### Excerto do texto
/---

Não será difícil, perante este quadro, perceber o que significa O Grito do Peixe. Para os alunos, é um "grito de revolta, transmitido pelo corpo, música e palavras". Na perspectiva de Clara Andermatt, trata-se de um "grito interior, que não se ouve, porque há uma certa dificuldade da sociedade em ouvi-lo".
O espectáculo não tem, por isso, "uma narrativa linear", porque é "uma história dentro de outra história, um cruzar de situações". "A peça está cheia de simbolismos e contrastes, da beleza do mundo e simultaneamente da violência que sentimos e presenciamos a cada instante, da ordem e da desordem, da harmonia e da desarmonia".
Os dez alunos dançam, falam, gritam, cantam e interpretam lado a lado com os cinco bailarinos profissionais, numa "partilha total de emotividade", como salienta Clara Andermatt. Trabalhar com o grupo de crianças foi, aliás, um dos "maiores desafios" para coreógrafa e bailarinos. "Foi muito bonito ver a rapidez com que eles entraram neste universo, descobrindo- -se e crescendo", opina Andermatt. À consideração, o grupo discente remata "Nós adoramos a Clara. Aturou as nossas maluquices e ainda por cima deu-nos a oportunidade de estar em cima de um palco, que é uma coisa extraordinária."
Depois de Faro, O Grito do Peixe segue para o Teatro Garcia de Resende, em Évora, e Centro Cultural de Belém, em Lisboa. "Daqui a um bocadinho, já andamos lá por fora... no estrangeiro", conclui, esperançado, o André Tomás.

\---

### Exercícios
**a.** Segundo o excerto sobre O Grito do Peixe, que ações realizam os dez alunos lado a lado com os bailarinos profissionais? Enumere todos os verbos.
**b.** Conte as linhas dos registos que contêm a palavra "window", tendo em conta maiúsculas e minúsculas.

### Registos fornecidos
/---

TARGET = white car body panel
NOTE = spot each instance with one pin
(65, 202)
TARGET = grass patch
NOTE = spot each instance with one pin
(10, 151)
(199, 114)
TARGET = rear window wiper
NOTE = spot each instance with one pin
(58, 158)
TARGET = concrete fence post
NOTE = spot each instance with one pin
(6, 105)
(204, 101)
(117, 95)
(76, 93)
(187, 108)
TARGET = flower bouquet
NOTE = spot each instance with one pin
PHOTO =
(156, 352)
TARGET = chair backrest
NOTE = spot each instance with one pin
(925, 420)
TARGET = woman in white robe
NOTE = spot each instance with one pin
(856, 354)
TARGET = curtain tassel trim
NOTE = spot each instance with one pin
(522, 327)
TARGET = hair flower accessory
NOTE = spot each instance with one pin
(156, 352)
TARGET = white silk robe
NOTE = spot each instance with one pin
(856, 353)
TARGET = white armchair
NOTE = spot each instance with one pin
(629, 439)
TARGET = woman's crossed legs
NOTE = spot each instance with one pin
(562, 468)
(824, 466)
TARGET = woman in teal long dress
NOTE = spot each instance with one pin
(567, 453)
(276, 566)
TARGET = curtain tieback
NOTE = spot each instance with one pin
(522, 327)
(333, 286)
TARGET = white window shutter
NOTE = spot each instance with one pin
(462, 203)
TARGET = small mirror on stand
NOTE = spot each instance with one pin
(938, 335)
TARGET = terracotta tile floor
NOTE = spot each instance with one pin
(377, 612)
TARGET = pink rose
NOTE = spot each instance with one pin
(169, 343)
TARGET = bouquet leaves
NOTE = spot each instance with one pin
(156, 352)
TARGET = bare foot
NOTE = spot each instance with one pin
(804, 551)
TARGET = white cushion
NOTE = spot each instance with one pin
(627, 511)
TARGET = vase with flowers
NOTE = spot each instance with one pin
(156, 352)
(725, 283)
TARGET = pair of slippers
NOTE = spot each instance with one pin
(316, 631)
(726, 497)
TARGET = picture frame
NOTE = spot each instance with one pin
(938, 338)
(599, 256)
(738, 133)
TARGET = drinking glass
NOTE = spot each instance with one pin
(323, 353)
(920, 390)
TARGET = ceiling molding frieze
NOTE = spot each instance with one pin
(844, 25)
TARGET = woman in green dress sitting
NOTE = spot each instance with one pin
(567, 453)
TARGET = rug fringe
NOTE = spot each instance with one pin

\---

### Soluções comentadas
**a.** Dançam, falam, gritam, cantam e interpretam.

**b.** 2